**Short exercise:** Reproduce each of the following records word for word, changing nothing.

--- start ---

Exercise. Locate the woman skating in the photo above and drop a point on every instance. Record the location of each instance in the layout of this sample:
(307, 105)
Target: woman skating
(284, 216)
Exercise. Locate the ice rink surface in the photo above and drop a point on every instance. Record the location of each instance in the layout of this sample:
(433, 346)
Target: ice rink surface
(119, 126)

--- end ---

**Written reply:**
Exercise. Locate the woman skating in the photo above and drop a point on every instance. Record the location of each instance in the layout of this sample:
(307, 105)
Target: woman skating
(284, 216)
Exercise. Locate the ice rink surface in the photo above and drop a point on every instance. Record the location of each instance in the layout of this sample:
(433, 346)
Target: ice rink surface
(119, 126)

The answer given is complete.